- [Your objective] Starting at the line containing "Curation note — class label: tree" and ending at the line containing "[153,0,360,199]", copy out only those lines of the records, requests included. Scale every bounding-box coordinate by 0.5 and round to whole numbers with halves going up, leaving the numbers in the requests unchanged.

- [Task material]
• • •

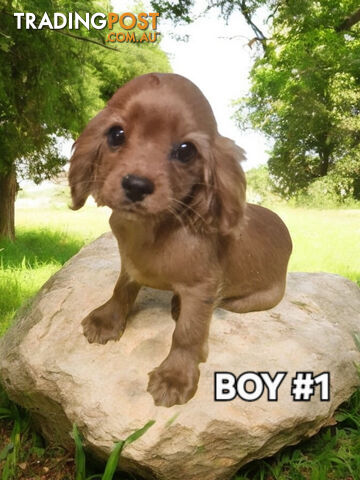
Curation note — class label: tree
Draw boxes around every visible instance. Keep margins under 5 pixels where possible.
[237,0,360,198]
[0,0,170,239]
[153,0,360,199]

• • •

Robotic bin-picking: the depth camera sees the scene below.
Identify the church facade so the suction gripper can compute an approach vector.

• • •

- [Answer for the task]
Curation note — class label: tree
Draw boxes around every visible instance. Keep margins under 5 pixels where possible.
[119,0,180,99]
[0,0,85,120]
[77,0,180,100]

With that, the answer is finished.